*Given problem*:
Print every line of the listing exactly, please.

====

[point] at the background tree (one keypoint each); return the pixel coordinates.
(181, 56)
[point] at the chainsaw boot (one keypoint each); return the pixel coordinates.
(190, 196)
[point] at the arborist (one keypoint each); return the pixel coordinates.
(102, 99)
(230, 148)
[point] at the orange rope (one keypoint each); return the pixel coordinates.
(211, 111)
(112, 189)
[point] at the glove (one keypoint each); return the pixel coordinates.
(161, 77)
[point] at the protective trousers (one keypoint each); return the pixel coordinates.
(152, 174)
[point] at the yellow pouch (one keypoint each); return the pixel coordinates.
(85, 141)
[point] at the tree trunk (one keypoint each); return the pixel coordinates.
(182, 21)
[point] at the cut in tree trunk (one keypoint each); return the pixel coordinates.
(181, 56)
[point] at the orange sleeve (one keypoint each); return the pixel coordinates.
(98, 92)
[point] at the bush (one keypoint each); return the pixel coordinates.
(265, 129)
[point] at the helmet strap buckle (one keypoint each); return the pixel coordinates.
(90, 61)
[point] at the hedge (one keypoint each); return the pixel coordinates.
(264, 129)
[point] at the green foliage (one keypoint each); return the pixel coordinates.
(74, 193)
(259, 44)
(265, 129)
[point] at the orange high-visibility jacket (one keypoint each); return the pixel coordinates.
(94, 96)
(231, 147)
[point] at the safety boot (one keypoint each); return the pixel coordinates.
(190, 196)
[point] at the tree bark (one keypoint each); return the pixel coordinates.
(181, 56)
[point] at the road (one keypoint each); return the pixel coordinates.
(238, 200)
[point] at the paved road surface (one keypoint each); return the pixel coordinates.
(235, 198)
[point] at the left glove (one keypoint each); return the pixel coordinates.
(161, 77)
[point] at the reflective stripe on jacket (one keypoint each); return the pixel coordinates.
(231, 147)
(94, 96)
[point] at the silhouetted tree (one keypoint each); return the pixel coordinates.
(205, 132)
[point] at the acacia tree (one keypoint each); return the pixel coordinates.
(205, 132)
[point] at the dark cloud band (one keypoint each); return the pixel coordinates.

====

*Written response*:
[point] at the background tree (one keypoint each); return the pixel coordinates.
(181, 56)
[point] at the chainsaw boot (one keypoint each); return the pixel coordinates.
(190, 196)
[point] at the arborist (one keypoint each); return the pixel coordinates.
(102, 99)
(230, 148)
[point] at the orange rope (one keypoint each); return the pixel coordinates.
(211, 111)
(112, 189)
[point] at the glove (one keypoint each); return the pixel coordinates.
(161, 77)
[point] at the protective trousers (one keypoint each); return the pixel coordinates.
(152, 174)
[point] at the yellow pouch (one keypoint each); return the pixel coordinates.
(85, 141)
[point] at the tree trunk (one keypoint each); return the pixel coordinates.
(182, 21)
[point] at the cut in tree trunk (one keypoint each); return the pixel coordinates.
(181, 56)
[point] at the orange sleeve (one keypoint each); return the pixel coordinates.
(98, 92)
[point] at the bush (one keypoint each); return the pixel coordinates.
(265, 129)
[point] at the helmet strap buckle (one keypoint each); return the pixel coordinates.
(90, 61)
[point] at the hedge (one keypoint each); return the pixel coordinates.
(264, 129)
[point] at the green foliage (one keypoint each); return the pixel coordinates.
(74, 193)
(259, 44)
(265, 129)
[point] at the orange high-visibility jacket (one keypoint each); return the pixel coordinates.
(94, 96)
(231, 147)
[point] at the safety boot (one keypoint each); return the pixel coordinates.
(190, 196)
[point] at the tree bark (one keypoint each); return the pixel coordinates.
(181, 56)
[point] at the road (one keypoint each); return the pixel coordinates.
(238, 200)
[point] at the paved road surface (one keypoint each); return the pixel coordinates.
(235, 198)
[point] at the left glove (one keypoint each); return the pixel coordinates.
(161, 77)
[point] at the reflective stripe on jacket (one keypoint each); return the pixel coordinates.
(231, 147)
(94, 96)
[point] at the silhouetted tree (one keypoint each); return the pixel coordinates.
(205, 132)
[point] at the acacia tree (one keypoint each); return the pixel coordinates.
(205, 132)
[point] at the dark cloud band (one keypoint each); return the pixel coordinates.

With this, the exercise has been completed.